RAW DATA:
+===+

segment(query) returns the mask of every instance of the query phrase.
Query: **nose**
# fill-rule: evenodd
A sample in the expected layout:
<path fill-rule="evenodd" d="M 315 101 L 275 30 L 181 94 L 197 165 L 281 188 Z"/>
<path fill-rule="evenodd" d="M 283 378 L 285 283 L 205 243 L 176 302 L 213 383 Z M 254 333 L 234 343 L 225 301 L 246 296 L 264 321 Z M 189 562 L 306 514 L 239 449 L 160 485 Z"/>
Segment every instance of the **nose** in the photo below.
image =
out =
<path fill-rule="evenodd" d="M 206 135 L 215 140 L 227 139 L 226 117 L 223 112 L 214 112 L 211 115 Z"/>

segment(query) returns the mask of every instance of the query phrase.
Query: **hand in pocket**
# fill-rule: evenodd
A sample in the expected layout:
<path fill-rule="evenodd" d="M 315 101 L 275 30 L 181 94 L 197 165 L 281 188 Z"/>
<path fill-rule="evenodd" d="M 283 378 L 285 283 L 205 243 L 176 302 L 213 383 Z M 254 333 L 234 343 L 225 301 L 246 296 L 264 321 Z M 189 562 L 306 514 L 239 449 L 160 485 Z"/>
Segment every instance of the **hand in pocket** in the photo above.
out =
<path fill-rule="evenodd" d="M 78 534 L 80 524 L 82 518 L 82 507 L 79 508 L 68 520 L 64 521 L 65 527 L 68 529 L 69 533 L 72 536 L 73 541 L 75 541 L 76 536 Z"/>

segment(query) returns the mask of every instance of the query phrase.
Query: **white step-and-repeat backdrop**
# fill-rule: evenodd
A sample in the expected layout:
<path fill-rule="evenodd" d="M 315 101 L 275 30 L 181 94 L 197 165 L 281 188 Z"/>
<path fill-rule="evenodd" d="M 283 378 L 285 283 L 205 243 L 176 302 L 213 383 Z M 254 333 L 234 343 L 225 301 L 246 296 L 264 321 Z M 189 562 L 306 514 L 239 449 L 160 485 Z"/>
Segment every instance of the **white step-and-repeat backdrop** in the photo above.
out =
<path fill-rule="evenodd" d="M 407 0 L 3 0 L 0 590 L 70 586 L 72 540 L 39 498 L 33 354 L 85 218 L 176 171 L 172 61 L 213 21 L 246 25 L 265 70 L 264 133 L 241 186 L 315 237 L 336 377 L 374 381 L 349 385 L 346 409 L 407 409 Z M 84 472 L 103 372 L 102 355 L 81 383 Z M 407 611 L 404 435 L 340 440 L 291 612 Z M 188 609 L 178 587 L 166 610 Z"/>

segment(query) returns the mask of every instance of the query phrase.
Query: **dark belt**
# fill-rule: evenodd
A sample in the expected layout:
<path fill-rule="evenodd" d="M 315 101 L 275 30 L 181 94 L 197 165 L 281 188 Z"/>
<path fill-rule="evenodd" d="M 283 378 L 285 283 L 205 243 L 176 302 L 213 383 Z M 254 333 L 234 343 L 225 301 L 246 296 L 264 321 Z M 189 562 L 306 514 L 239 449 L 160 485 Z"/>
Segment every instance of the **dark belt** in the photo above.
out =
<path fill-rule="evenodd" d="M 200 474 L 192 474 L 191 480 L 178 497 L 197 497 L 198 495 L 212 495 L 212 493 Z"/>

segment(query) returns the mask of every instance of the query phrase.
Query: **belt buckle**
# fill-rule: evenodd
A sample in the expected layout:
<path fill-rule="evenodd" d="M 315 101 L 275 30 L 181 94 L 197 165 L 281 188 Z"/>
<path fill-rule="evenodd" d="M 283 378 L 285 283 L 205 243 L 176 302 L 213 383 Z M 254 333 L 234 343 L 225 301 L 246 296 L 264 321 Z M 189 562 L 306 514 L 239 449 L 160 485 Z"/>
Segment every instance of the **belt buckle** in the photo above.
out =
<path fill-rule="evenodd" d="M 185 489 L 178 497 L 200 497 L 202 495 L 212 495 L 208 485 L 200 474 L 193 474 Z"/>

+===+

TASK BRIEF: When a line in the material above holds the word "backdrop", copy that line.

RESULT FOR THIS EXERCISE:
Query: **white step-and-repeat backdrop**
Segment every instance of the **white step-and-repeat backdrop** in the photo above.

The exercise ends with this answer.